### PROBLEM STATEMENT
Retype the records in full, keeping each character as it is.

### EXERCISE MATERIAL
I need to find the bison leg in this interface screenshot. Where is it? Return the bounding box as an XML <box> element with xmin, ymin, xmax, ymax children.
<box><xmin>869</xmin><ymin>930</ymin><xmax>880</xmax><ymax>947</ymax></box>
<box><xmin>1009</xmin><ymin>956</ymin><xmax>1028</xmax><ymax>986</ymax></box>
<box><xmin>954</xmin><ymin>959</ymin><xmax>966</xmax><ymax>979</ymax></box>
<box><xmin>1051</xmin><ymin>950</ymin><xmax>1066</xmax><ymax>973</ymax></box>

### RESULT
I need to find the bison leg in this interface screenshot. Where is it? Return the bounding box as an XML <box> element with xmin, ymin, xmax, ymax children.
<box><xmin>869</xmin><ymin>930</ymin><xmax>880</xmax><ymax>947</ymax></box>
<box><xmin>1009</xmin><ymin>956</ymin><xmax>1028</xmax><ymax>986</ymax></box>
<box><xmin>954</xmin><ymin>959</ymin><xmax>966</xmax><ymax>979</ymax></box>
<box><xmin>1051</xmin><ymin>950</ymin><xmax>1066</xmax><ymax>973</ymax></box>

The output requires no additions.